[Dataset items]

::::::::::

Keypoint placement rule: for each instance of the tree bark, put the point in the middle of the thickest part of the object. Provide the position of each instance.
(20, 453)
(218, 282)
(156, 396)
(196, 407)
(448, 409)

::::::::::

> **Task directions**: Please repeat each entry exactly as written.

> **Answer section**:
Keypoint placement rule: for each instance of the tree bark, put the point in the middle of the thickest part of the object. Provide the position of each instance.
(20, 453)
(218, 282)
(156, 396)
(196, 407)
(448, 409)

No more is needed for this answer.